Nothing but the lines from the line with "Please indicate the large rock" through the end of the data is to be copied, and each is to be copied exactly.

━━━━━ Rows ━━━━━

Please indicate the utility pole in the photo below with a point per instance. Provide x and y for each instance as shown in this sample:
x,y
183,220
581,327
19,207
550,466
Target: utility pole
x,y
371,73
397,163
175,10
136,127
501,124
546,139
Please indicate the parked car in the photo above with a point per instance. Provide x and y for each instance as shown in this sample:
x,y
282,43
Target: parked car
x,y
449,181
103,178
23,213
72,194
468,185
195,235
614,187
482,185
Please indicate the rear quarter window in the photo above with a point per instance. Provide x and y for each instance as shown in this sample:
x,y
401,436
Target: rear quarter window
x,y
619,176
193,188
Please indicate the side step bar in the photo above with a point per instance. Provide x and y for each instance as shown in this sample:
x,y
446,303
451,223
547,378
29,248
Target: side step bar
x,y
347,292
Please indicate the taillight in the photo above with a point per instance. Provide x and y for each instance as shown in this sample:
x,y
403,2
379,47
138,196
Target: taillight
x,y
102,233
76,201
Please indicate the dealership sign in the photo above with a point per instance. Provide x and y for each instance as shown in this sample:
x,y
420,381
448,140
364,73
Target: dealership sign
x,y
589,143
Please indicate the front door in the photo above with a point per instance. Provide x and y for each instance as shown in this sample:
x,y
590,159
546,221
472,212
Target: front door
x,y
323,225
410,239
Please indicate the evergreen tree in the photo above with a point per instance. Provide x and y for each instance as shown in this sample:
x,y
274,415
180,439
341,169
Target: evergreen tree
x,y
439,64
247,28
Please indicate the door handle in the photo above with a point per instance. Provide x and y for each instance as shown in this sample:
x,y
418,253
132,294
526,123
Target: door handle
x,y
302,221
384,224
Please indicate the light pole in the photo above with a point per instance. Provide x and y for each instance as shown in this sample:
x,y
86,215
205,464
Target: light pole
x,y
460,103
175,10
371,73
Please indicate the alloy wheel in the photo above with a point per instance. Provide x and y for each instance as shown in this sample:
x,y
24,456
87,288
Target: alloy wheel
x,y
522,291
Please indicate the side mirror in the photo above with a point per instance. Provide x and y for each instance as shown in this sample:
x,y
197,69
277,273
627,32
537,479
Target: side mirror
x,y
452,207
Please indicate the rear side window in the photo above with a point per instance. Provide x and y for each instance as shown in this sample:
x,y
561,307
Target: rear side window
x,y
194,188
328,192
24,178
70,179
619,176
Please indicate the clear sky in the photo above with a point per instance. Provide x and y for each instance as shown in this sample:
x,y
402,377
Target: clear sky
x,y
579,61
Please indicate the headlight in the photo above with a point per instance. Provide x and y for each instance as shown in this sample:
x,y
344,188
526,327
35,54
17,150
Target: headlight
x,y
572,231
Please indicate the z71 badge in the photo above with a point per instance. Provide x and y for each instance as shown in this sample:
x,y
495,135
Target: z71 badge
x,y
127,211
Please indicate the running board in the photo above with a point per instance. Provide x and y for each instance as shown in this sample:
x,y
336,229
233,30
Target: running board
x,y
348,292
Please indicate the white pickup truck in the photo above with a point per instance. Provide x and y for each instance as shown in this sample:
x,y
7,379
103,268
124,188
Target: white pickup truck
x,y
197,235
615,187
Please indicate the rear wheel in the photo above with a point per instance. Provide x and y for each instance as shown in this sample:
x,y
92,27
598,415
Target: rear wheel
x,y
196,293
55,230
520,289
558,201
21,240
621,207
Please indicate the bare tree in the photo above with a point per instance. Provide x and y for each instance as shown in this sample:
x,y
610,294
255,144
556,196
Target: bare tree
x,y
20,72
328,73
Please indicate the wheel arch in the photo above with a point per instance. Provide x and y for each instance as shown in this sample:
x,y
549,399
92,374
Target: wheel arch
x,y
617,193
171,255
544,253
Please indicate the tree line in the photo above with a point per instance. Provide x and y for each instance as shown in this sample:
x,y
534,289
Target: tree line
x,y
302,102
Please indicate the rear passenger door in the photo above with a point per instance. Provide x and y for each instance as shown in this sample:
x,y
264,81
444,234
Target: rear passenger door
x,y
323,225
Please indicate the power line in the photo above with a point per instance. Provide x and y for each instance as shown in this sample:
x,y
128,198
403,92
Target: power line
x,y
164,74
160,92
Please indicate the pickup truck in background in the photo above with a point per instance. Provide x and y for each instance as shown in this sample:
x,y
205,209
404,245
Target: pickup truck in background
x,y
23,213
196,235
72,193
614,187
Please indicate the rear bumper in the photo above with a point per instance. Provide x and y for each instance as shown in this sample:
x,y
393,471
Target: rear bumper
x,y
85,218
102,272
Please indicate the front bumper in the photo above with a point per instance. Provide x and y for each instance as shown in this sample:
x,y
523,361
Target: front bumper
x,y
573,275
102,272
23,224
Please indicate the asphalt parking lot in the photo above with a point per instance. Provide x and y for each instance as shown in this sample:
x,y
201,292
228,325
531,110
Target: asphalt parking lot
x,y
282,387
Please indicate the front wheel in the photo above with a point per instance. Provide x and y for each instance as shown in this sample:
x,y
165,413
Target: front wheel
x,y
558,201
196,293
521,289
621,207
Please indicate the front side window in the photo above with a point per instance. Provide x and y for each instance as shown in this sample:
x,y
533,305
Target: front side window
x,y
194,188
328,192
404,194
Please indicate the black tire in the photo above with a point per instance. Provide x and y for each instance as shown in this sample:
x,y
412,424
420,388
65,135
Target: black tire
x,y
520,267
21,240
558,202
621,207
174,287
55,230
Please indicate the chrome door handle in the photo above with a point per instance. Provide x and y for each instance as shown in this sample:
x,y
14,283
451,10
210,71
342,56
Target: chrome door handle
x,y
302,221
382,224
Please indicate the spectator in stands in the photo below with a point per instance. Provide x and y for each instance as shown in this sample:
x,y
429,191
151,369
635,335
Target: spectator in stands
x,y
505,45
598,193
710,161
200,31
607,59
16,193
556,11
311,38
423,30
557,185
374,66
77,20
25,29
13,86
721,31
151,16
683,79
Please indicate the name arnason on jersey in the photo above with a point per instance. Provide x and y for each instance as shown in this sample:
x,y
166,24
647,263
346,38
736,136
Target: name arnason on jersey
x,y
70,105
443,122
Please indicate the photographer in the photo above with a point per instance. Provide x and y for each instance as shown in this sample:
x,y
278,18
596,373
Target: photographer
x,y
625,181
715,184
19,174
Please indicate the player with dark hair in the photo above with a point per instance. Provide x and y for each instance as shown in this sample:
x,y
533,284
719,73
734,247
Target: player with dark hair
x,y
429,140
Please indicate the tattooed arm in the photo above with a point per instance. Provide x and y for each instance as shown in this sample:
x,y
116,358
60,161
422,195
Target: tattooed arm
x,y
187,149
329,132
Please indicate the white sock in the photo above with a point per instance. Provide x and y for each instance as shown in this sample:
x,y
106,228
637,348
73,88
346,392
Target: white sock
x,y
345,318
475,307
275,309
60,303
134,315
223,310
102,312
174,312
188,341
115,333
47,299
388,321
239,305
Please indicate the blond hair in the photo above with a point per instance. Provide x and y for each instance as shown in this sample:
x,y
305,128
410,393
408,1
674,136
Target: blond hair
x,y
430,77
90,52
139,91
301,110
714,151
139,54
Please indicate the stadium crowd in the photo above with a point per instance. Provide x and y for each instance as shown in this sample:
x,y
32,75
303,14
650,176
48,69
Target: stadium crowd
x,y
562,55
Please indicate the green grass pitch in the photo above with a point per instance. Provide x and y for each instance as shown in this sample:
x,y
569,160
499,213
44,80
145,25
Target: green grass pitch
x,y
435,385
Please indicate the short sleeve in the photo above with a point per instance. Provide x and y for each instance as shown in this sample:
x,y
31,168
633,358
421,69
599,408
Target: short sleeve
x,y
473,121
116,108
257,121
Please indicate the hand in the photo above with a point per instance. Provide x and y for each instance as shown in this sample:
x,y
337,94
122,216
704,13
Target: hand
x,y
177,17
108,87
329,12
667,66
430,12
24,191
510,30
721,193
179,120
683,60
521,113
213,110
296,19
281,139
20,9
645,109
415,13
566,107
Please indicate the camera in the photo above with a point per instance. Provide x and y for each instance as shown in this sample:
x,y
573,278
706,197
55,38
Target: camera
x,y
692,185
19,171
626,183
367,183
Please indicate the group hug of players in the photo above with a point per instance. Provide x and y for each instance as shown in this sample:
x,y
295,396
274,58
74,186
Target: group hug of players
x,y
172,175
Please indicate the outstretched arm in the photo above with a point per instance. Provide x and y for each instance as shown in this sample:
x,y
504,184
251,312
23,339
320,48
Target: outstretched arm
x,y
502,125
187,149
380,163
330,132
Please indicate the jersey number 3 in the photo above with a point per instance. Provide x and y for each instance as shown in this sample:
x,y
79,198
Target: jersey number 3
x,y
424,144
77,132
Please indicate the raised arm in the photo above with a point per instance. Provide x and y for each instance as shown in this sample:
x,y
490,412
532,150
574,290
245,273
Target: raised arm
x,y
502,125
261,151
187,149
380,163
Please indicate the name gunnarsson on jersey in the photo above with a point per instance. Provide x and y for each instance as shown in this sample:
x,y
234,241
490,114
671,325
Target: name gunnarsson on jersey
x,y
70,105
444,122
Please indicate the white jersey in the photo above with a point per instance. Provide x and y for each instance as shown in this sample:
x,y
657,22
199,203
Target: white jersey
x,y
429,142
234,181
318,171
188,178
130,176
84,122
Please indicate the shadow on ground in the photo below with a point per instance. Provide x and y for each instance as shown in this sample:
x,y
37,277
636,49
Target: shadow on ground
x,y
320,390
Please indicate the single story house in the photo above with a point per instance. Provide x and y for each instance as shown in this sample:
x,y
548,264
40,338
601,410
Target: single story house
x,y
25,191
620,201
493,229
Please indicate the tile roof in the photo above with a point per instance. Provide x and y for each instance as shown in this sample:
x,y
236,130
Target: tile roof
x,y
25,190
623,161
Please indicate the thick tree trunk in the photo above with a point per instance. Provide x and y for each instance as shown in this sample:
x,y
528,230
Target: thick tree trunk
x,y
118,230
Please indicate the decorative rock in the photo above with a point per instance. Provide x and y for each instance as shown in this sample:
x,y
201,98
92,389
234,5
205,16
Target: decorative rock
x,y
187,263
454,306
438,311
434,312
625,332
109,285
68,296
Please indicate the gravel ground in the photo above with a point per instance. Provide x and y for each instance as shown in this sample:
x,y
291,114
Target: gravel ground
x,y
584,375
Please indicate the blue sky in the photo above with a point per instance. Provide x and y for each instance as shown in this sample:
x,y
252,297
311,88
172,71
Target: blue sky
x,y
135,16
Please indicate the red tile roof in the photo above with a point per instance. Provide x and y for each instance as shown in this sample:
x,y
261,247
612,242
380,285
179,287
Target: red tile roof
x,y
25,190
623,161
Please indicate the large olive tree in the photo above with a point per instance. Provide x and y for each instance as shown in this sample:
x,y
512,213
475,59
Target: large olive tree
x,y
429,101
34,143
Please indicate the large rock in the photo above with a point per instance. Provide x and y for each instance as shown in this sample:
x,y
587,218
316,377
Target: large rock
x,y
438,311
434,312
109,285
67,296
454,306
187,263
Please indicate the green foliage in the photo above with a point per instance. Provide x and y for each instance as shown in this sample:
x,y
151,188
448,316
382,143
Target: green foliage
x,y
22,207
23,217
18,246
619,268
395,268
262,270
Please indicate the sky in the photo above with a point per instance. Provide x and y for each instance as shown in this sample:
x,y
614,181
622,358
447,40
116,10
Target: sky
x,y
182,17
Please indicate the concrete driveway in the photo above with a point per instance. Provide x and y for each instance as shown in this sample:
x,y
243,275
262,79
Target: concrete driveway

━━━━━

Response to the exercise:
Please indicate the large rock in the photo above with a point per instance. Provide x and y for each instance as shown in this sample:
x,y
587,218
316,377
Target: large rock
x,y
438,311
434,312
109,285
67,296
454,306
187,263
Please indicate the green foliage in the photo above with a point per instance. Provide x and y for each instance as shown in this sample:
x,y
151,188
448,316
382,143
Target: green foliage
x,y
22,207
23,217
18,246
619,268
395,268
262,270
Please indicate the sky in the photo above with a point per instance. Provide x and y for each instance as shown in this sample:
x,y
614,181
622,358
447,40
116,10
Target: sky
x,y
182,17
Please indicate the concrete driveway in the photo above with a point per instance. Provide x and y for each instance as shown in this sample:
x,y
243,275
262,79
Target: concrete driveway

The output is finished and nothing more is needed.